**Requirements**
Reproduce the rows from the line with "point: cardboard piece" through the end of the rows, requests included. Scale each point coordinate in the answers by 0.55 and round to whole numbers, with halves rounding up; keep the numbers in the requests and their samples as they are.

-----

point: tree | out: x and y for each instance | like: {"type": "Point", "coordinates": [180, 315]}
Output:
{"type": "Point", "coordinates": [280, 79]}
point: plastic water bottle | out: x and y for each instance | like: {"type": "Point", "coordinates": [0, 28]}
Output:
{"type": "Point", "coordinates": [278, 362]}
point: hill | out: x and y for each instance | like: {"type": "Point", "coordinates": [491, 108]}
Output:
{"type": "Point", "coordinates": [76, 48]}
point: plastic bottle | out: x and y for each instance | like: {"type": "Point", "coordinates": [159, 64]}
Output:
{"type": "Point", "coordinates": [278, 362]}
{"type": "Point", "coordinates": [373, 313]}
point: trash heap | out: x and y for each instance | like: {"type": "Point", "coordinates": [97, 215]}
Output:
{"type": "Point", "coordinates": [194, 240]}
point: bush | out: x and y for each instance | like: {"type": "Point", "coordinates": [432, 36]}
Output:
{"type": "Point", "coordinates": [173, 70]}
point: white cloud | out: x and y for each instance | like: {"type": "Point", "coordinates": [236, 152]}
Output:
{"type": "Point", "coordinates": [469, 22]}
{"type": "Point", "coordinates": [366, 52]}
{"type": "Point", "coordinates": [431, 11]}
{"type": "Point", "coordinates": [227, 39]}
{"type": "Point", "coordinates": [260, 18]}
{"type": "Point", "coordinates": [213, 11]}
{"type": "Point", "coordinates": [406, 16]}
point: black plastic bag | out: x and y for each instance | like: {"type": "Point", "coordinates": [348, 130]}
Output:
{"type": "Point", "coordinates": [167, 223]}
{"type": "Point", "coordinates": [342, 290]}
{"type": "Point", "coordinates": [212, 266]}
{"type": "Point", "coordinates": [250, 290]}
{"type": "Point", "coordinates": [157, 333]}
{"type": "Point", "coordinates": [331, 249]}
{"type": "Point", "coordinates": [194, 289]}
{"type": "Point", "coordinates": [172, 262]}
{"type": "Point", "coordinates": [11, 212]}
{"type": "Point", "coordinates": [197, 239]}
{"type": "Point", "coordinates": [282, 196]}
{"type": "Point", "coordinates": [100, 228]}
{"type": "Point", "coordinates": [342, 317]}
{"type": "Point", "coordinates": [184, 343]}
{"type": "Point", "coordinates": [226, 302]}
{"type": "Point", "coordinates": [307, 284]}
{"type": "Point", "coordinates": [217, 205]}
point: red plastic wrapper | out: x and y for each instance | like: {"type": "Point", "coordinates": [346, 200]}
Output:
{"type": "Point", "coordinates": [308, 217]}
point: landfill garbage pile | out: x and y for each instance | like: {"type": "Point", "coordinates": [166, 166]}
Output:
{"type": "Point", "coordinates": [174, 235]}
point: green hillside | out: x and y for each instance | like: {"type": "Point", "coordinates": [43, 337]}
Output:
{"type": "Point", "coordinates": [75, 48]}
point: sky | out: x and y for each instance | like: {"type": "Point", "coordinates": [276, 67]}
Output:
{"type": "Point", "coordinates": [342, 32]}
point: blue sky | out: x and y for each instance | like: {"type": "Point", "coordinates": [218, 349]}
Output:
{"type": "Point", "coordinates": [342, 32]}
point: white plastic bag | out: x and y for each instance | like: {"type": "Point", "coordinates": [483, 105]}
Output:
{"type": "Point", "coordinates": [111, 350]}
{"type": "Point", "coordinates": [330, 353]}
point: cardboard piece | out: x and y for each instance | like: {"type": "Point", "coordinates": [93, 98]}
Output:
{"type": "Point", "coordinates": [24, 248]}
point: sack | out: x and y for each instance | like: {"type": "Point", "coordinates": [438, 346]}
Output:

-----

**Reply to the exercise**
point: cardboard piece | out: x and y for each instance | like: {"type": "Point", "coordinates": [93, 98]}
Output:
{"type": "Point", "coordinates": [13, 136]}
point: sack | out: x and y for each instance | like: {"type": "Point", "coordinates": [438, 346]}
Output:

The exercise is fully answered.